**** Material shown ****
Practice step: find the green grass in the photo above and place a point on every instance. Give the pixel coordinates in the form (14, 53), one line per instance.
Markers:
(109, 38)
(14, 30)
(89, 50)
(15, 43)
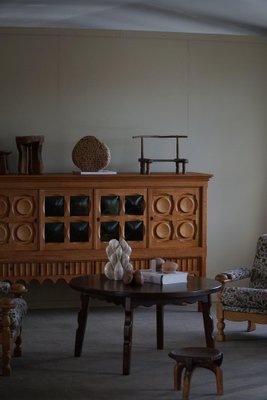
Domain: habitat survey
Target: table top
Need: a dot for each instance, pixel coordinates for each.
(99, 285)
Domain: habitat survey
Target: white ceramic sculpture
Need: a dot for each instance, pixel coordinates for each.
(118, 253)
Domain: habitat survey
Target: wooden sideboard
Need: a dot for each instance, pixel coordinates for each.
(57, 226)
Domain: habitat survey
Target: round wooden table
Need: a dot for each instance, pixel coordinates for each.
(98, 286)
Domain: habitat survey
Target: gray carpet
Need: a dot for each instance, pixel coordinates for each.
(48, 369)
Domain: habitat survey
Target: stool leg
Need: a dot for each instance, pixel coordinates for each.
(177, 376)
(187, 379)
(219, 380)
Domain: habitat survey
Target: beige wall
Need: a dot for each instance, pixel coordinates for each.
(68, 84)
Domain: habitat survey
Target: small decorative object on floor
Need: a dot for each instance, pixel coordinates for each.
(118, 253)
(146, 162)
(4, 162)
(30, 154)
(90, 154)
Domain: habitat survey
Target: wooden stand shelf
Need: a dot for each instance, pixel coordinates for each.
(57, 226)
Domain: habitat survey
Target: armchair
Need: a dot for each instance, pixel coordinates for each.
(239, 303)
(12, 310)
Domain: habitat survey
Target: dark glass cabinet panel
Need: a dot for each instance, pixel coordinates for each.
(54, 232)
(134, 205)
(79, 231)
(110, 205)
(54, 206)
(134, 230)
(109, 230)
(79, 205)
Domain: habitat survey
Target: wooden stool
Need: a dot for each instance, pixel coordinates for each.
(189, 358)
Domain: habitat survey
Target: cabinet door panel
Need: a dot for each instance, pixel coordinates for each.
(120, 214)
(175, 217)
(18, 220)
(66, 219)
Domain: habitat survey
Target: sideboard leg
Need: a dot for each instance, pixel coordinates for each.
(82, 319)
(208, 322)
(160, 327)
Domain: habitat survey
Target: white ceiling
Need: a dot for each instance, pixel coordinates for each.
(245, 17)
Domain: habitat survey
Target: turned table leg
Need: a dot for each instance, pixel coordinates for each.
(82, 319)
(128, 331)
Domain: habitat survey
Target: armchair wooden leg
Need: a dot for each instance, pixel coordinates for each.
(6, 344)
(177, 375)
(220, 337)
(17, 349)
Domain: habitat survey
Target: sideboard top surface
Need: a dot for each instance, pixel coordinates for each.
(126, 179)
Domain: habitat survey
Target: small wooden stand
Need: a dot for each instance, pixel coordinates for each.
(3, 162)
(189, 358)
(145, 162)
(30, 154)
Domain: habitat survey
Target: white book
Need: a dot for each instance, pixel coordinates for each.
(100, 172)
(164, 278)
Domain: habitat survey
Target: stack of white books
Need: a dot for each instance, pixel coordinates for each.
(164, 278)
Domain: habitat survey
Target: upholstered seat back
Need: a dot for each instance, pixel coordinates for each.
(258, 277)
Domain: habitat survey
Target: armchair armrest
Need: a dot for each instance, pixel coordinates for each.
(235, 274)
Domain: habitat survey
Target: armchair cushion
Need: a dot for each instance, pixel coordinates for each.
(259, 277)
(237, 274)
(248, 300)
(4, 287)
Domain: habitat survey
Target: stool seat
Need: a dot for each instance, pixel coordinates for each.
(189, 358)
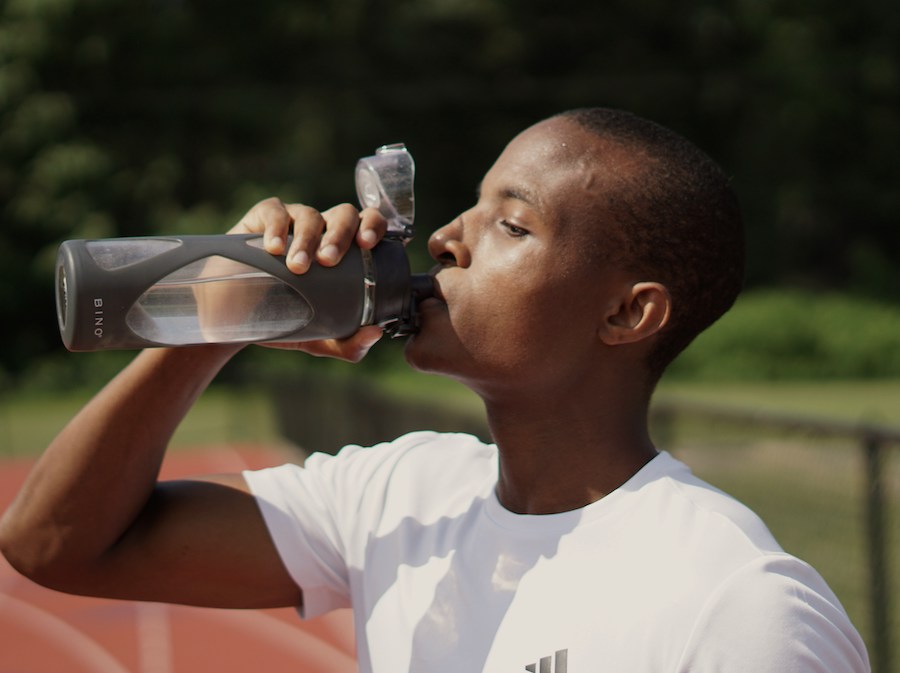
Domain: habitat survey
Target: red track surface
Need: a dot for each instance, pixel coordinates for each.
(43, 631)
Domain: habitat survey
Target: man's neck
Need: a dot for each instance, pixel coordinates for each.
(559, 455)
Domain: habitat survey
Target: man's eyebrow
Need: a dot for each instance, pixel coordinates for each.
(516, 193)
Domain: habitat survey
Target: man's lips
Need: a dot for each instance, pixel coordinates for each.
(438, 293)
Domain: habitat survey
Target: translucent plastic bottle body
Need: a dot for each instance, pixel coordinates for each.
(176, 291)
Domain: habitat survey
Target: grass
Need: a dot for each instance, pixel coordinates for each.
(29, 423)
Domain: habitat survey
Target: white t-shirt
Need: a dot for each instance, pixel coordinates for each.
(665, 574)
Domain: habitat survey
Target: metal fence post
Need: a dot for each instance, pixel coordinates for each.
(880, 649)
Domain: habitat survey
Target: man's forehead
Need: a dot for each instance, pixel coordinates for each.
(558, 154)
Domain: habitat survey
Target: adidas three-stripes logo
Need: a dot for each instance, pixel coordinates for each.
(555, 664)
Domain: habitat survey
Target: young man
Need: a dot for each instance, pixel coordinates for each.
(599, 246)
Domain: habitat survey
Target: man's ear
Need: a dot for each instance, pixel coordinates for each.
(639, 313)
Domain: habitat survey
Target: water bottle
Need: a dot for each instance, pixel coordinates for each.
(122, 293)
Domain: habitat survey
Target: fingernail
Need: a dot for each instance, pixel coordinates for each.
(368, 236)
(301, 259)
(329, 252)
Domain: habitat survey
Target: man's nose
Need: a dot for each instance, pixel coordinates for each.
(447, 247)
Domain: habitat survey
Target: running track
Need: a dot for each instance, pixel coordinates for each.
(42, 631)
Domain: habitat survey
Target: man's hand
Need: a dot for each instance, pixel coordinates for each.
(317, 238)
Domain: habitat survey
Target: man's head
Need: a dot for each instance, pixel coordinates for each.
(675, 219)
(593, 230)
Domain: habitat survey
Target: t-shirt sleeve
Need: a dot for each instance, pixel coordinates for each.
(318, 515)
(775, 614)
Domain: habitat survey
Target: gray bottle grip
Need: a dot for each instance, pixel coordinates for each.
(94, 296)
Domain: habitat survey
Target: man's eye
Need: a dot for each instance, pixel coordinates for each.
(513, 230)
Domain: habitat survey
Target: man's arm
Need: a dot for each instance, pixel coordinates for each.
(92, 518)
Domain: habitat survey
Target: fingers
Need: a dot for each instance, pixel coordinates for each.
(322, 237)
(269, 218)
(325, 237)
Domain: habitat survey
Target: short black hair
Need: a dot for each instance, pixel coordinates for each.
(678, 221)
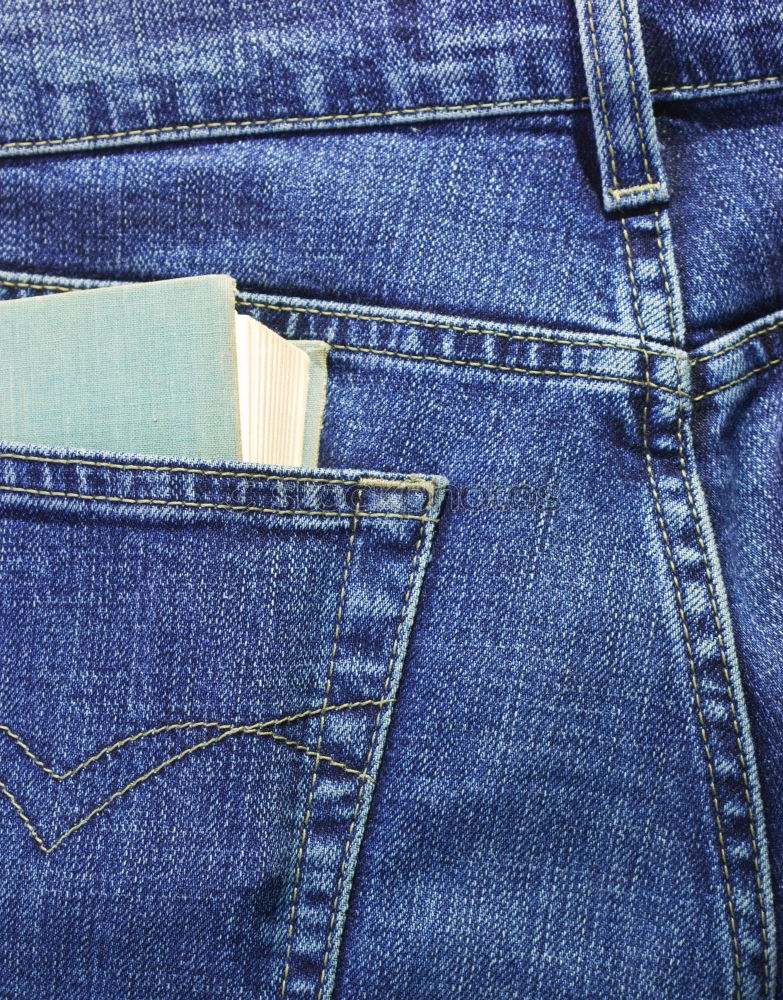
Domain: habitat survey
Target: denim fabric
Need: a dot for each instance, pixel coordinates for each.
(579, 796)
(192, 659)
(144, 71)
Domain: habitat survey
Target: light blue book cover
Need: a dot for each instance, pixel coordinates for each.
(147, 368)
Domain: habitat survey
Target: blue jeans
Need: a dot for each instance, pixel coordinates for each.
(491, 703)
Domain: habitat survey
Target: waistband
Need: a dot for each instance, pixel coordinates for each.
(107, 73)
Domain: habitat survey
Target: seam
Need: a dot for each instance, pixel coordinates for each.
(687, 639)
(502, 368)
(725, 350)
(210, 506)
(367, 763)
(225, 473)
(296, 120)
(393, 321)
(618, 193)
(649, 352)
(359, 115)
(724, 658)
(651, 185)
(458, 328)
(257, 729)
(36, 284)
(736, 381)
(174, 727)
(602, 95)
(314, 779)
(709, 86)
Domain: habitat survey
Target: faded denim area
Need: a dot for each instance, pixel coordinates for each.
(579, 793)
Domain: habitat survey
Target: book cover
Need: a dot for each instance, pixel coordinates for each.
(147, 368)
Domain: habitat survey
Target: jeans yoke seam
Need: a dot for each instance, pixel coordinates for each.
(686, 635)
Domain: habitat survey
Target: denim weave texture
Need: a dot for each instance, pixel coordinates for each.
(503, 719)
****
**What to produce:** Lines of the data above that include the string "blue" must each be copied.

**Expected output:**
Target: light blue book cover
Target: blue jeans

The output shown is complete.